[BEGIN]
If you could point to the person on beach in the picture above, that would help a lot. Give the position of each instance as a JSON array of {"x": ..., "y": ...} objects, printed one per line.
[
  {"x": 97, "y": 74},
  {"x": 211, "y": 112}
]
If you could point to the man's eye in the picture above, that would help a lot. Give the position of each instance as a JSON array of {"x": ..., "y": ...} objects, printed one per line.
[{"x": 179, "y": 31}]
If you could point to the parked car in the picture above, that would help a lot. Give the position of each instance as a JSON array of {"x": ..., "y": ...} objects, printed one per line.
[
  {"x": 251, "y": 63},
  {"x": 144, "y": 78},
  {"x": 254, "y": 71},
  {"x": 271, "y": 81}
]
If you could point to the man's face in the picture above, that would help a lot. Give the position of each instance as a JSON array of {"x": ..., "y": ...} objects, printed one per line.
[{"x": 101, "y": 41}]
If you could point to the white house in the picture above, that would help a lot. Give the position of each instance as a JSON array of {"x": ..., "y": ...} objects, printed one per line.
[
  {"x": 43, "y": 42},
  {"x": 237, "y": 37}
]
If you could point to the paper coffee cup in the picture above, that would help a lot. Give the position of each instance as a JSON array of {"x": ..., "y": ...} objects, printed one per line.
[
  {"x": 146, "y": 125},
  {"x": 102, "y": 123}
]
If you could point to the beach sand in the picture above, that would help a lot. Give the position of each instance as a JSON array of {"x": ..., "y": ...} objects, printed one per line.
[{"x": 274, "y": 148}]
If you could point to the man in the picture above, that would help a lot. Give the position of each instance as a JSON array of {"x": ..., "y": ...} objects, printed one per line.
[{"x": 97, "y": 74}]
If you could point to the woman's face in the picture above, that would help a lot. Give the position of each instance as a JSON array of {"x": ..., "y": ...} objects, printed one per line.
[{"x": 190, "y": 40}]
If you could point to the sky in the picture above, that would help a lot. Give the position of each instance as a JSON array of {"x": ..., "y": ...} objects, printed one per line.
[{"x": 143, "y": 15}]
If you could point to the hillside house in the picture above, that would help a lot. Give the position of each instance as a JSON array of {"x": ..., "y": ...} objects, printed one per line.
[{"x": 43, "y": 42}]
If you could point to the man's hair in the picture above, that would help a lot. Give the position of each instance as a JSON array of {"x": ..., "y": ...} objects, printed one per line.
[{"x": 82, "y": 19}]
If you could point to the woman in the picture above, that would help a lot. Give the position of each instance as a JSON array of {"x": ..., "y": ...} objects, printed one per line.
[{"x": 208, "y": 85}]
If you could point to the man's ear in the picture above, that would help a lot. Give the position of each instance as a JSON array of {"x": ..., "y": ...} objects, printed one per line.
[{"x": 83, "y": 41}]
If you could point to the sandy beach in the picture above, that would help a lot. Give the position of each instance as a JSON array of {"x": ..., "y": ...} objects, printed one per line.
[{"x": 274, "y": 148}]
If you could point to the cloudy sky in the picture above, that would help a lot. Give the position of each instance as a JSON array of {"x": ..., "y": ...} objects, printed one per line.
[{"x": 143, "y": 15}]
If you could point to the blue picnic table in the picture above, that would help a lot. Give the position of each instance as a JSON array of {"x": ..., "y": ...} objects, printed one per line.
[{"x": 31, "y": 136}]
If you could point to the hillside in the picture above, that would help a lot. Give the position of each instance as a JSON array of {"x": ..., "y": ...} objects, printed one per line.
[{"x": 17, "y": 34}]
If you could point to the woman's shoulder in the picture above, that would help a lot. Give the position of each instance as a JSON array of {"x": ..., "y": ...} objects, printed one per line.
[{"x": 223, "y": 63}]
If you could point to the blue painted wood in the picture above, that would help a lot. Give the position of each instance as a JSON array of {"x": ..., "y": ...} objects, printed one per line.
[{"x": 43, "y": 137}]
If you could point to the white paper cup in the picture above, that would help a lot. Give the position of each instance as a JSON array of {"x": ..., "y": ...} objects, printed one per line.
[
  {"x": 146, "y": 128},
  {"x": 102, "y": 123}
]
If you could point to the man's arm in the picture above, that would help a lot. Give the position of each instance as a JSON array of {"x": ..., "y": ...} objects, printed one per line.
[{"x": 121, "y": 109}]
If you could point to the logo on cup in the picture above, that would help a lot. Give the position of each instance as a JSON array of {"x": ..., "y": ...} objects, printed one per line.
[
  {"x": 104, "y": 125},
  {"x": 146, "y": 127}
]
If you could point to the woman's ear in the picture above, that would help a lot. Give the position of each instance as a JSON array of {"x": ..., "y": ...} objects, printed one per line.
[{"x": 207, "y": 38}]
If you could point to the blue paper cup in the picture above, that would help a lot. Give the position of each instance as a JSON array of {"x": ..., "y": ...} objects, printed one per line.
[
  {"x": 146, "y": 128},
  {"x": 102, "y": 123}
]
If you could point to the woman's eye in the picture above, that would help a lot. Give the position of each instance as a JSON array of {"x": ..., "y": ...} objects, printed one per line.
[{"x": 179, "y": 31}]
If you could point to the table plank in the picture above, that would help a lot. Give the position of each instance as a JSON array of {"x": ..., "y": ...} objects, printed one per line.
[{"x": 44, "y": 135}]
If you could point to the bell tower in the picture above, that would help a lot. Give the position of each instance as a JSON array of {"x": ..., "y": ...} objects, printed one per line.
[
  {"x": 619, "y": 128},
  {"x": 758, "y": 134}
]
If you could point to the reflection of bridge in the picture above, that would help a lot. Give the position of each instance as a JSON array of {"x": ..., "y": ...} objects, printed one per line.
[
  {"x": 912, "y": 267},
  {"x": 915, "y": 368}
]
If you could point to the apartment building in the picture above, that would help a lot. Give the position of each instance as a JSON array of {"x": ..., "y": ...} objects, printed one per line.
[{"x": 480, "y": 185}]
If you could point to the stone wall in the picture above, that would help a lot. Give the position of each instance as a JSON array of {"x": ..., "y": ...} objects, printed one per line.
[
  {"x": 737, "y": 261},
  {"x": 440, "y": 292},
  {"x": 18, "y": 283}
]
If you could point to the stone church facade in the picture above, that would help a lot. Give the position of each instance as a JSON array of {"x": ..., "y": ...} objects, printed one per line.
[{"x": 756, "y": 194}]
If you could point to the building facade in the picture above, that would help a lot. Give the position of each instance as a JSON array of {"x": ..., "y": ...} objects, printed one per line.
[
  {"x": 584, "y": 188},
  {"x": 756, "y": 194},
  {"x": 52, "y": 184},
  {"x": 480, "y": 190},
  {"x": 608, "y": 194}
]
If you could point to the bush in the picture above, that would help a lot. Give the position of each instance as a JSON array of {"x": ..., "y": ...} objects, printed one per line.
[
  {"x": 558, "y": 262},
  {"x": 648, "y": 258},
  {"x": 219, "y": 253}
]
[END]
[WHAT IS NEEDED]: Restate the data above word for word, please.

[RESPONSE TO THIS TASK]:
If you could point to the person on beach in the picture above, that would help a lot. Give the position of each instance as a JSON array of {"x": ..., "y": ...} objects, printed one per line.
[
  {"x": 97, "y": 74},
  {"x": 211, "y": 112}
]
If you could point to the man's eye in the picture above, that would help a lot. Give the position of each instance as a JSON array of {"x": ..., "y": ...} objects, printed one per line.
[{"x": 179, "y": 31}]
If you could point to the parked car in the picture above, that would help a lot. Give the position of each instance as a JSON array of {"x": ..., "y": ...} objects, printed one per line.
[
  {"x": 251, "y": 63},
  {"x": 144, "y": 78},
  {"x": 254, "y": 71},
  {"x": 271, "y": 81}
]
If you could point to the man's face in the picture above, that would help a lot. Give the position of each instance as a JSON array of {"x": ..., "y": ...} objects, printed one per line.
[{"x": 101, "y": 41}]
If you could point to the white house in the picture above, that would help a lot. Give the position of each instance as a JSON array of {"x": ..., "y": ...} objects, printed one per line.
[
  {"x": 43, "y": 42},
  {"x": 237, "y": 37}
]
If you could point to the paper coffee cup in the picture above, that would help a lot. Give the position of each instance as a JSON array of {"x": ..., "y": ...} objects, printed one per line.
[
  {"x": 146, "y": 125},
  {"x": 102, "y": 123}
]
If you could point to the beach sand in the picture above, that would help a lot. Give the position of each instance as a JSON array of {"x": ..., "y": ...} objects, printed one per line.
[{"x": 274, "y": 148}]
If you could point to the man in the picture above, that would help a lot. Give the position of each instance as a JSON array of {"x": ..., "y": ...} objects, printed one per line.
[{"x": 97, "y": 74}]
If you could point to the woman's face in the picture above, that would help a lot. Give the position of each instance as a JSON array of {"x": ..., "y": ...} objects, printed one per line.
[{"x": 190, "y": 40}]
If you could point to the sky in the picture above, that would help a lot. Give the position of each instance as a JSON array of {"x": ..., "y": ...} objects, printed one per line.
[{"x": 143, "y": 15}]
If you could point to the hillside house in the picture above, that would help a lot. Give the position of each instance as a JSON array of {"x": ..., "y": ...} objects, printed one per line.
[{"x": 43, "y": 42}]
If you could point to the man's hair in the picture above, that would help a lot. Give the position of each instance as a JSON array of {"x": ..., "y": ...} objects, printed one per line.
[{"x": 82, "y": 19}]
If you could point to the woman in the picture above, that would help a lot. Give the position of each instance as a JSON array of {"x": ..., "y": ...} objects, printed one per line.
[{"x": 208, "y": 85}]
If you could point to the man's ear in the picture above, that would help a lot. Give the position of each instance as a JSON array of {"x": ..., "y": ...} objects, printed one per line.
[{"x": 83, "y": 41}]
If you could point to the sandy beach in the picture above, that would help a lot. Give the position of each instance as a JSON array of {"x": ..., "y": ...} objects, printed one per line.
[{"x": 274, "y": 148}]
If you could point to the cloudy sky in the picture above, that would help a lot. Give the position of each instance as a JSON array of {"x": ..., "y": ...} objects, printed one per line.
[{"x": 143, "y": 15}]
If you could point to the blue picnic table in the picture above, that would help a lot. Give the position of each instance as a JSON array of {"x": ..., "y": ...} objects, printed one per line.
[{"x": 31, "y": 136}]
If you could point to the hillside in the picture above, that would help a lot. Give the position of each instance as a JSON array of {"x": ..., "y": ...} objects, printed one per line.
[{"x": 17, "y": 34}]
If you could point to the woman's shoulder in the picture above, that would help a lot. Give the position of each instance as a JSON array of {"x": ..., "y": ...} objects, printed one per line.
[{"x": 223, "y": 63}]
If you could point to the blue painted wood in the picture above, that would help a lot. Give the position of each instance as a JSON array of {"x": ..., "y": ...} objects, printed one per line.
[{"x": 43, "y": 137}]
If you could point to the white paper cup in the picture above, that would help a lot. Give the position of each instance as a JSON array of {"x": ..., "y": ...} objects, printed one per line.
[
  {"x": 146, "y": 128},
  {"x": 102, "y": 123}
]
If you could point to the man's arm in the picture above, that would help a lot. Give the position of each instance as a JSON array of {"x": ..., "y": ...} objects, printed one per line.
[{"x": 121, "y": 109}]
If you could point to the logo on cup in the picture above, that would help a lot. Give the position of each instance as a JSON array of {"x": ..., "y": ...} objects, printed one per line.
[
  {"x": 104, "y": 125},
  {"x": 146, "y": 127}
]
If you could point to the woman's ear in the picture above, that would help a lot. Give the position of each instance as a JSON array of {"x": ..., "y": ...} objects, printed one per line.
[{"x": 207, "y": 38}]
If you could point to the blue paper cup in the picture above, that would help a lot. Give the position of each instance as a JSON array of {"x": ..., "y": ...} objects, printed one per line.
[
  {"x": 146, "y": 128},
  {"x": 102, "y": 123}
]
If you could point to the woman's eye in the picture above, that would help a lot. Give the position of each instance as a JSON array of {"x": ..., "y": ...} objects, printed one per line.
[{"x": 179, "y": 31}]
If you could point to the table plank in the picture above, that would help a lot. Give the position of each instance as a JSON array of {"x": ..., "y": ...} objects, printed one per line.
[{"x": 44, "y": 135}]
If you could point to the bell tower in the picture above, that would help a lot. Give the position of each instance as a JSON array of {"x": ..., "y": ...} objects, printed one per line.
[
  {"x": 619, "y": 128},
  {"x": 758, "y": 134}
]
If you could point to the reflection of bridge in the picture above, that would help a lot. Give the position of each instance as a JSON array of {"x": ..., "y": ...} objects, printed one per line.
[
  {"x": 912, "y": 267},
  {"x": 915, "y": 368}
]
If you could point to the apartment building in the picture above, that would help a lot. Give the position of each instance as a JSON array of {"x": ..., "y": ...} objects, printed one per line.
[{"x": 480, "y": 185}]
If you could point to the stone wall in the picture above, that would help a lot. Give the position of each instance as a JSON array of {"x": ..., "y": ...} objects, printed one per line.
[
  {"x": 737, "y": 261},
  {"x": 440, "y": 292},
  {"x": 18, "y": 283}
]
If you could point to the stone church facade in the picture above, that would help a lot. Give the position of each instance as a JSON array of {"x": ..., "y": ...} objects, printed one per line.
[{"x": 756, "y": 194}]
If you could point to the building facade in the picture above, that would help a lot. Give the position of each instance as a JSON array of {"x": ..., "y": ...} objects, printed one per line.
[
  {"x": 584, "y": 188},
  {"x": 756, "y": 194},
  {"x": 52, "y": 184},
  {"x": 480, "y": 190},
  {"x": 608, "y": 194}
]
If you could point to the bush in the picture above, that would help a lot. Give the position of each instance as a JSON array of {"x": ..., "y": ...} objects, printed one per line.
[
  {"x": 558, "y": 262},
  {"x": 648, "y": 258},
  {"x": 219, "y": 253}
]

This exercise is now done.